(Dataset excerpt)
::::

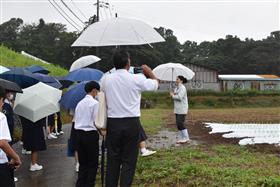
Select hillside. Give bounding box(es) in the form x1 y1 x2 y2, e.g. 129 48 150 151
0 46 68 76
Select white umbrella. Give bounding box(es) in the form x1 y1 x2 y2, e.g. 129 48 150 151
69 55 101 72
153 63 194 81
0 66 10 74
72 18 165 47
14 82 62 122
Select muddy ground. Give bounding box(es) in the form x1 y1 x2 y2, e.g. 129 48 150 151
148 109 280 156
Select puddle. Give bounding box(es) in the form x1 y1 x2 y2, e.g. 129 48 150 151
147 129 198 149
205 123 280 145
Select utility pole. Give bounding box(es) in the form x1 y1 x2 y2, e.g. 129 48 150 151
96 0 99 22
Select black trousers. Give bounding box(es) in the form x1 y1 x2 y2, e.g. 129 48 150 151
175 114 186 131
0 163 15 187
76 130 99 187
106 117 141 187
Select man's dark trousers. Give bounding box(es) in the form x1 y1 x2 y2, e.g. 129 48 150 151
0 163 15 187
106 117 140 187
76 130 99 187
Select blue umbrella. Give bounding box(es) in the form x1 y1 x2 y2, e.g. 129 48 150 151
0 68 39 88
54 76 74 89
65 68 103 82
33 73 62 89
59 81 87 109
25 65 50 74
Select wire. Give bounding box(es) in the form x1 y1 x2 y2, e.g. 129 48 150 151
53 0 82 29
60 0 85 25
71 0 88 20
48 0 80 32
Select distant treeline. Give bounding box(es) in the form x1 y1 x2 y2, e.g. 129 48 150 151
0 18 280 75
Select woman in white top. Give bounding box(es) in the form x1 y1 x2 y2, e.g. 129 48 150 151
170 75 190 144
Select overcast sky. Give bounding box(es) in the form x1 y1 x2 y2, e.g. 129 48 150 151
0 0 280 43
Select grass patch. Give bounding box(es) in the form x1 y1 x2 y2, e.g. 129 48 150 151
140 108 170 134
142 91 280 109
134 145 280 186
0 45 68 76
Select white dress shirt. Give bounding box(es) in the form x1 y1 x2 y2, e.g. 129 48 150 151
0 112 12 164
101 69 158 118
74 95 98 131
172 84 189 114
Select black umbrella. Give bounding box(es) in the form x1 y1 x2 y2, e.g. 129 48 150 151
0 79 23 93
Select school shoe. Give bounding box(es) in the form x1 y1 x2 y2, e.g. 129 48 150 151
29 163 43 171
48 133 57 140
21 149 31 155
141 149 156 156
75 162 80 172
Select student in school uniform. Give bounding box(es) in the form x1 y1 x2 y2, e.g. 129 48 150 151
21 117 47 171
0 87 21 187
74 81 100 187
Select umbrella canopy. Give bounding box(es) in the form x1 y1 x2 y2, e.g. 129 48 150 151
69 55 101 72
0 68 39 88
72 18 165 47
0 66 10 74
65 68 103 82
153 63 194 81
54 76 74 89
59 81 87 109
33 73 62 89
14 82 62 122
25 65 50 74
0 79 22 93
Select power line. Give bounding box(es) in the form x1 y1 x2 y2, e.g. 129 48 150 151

::::

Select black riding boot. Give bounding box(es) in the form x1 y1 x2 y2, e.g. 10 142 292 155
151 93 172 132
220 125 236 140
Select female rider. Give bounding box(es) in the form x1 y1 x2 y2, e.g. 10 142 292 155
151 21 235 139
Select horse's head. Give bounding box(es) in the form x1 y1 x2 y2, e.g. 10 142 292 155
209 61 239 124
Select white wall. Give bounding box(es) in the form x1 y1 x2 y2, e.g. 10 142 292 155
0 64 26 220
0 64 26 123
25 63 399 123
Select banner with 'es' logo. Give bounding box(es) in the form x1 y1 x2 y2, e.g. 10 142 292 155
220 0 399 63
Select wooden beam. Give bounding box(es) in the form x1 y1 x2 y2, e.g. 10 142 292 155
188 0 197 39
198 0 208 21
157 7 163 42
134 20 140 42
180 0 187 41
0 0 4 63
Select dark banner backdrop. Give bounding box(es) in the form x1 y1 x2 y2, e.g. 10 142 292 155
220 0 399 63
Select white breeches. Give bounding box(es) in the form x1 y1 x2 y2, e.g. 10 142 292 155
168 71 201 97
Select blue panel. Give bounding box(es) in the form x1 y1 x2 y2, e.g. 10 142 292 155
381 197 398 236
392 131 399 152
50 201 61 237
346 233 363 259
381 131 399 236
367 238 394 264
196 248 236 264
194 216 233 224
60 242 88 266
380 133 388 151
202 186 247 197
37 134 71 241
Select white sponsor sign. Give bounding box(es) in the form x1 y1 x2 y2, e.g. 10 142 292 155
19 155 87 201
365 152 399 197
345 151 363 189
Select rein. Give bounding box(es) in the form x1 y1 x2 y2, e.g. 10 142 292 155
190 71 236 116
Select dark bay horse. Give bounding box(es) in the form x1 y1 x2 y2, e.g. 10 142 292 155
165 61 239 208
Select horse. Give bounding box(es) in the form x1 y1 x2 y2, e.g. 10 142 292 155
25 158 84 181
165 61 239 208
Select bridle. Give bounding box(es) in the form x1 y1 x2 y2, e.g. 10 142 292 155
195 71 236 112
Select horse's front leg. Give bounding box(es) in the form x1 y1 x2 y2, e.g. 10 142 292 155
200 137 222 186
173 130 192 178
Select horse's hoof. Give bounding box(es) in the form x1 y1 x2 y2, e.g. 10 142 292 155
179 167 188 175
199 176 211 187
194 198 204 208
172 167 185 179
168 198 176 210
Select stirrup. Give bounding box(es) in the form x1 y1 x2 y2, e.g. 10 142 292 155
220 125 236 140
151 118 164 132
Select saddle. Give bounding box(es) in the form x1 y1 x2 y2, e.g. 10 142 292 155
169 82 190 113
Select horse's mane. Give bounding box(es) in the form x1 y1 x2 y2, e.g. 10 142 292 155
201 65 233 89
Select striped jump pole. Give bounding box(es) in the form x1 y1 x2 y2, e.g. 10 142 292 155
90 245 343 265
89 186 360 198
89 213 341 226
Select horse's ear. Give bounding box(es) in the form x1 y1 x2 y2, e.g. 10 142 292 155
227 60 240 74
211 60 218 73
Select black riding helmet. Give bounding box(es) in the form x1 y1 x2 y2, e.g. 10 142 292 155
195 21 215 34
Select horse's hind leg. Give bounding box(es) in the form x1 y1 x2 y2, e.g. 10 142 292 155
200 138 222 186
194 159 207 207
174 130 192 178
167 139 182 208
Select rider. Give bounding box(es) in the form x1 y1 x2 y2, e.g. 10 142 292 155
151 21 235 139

::::

Switch "school shoe" to "dress shoe" in the stretch from the line containing "Select black umbrella." through the line containing "75 162 80 172", then write out those lines again with everything else left unchanged.

Select black umbrella. Give bounding box(es) in the form x1 y1 x2 y2, e.g. 129 48 150 151
0 79 23 93
Select dress shoe. Give bounding box(es) in the form x1 y1 x2 y2, e.g. 129 48 150 151
29 163 43 171
48 133 57 140
21 149 31 155
141 149 156 156
75 162 80 172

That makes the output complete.